▶ _AIM OF THE EXERCISE_: Return each line of the data below exactly, omitting any pictures.

[Region pointing data]

========================

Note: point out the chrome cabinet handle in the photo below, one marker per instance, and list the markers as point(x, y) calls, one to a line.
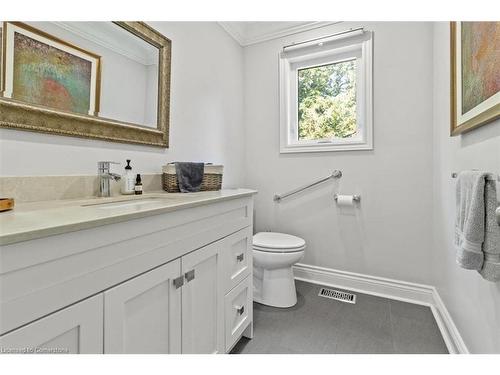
point(240, 309)
point(189, 275)
point(178, 282)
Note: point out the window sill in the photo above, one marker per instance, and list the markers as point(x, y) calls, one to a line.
point(325, 148)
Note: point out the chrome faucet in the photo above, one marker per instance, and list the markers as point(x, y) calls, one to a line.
point(104, 176)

========================

▶ _SOLUTION TO THE PROBLEM_:
Note: point out the chrome cabinet handle in the photo below, one marker per instance, and list the markers as point(x, y) calls, one to a line.
point(240, 309)
point(189, 275)
point(178, 282)
Note: point out the window sill in the photo above, one marker per instance, and list the markers as point(x, y) calls, one to a line.
point(325, 148)
Note: point out the chrome faucet in the photo above, one marker per instance, and list the markers as point(x, y) calls, one to a line.
point(104, 176)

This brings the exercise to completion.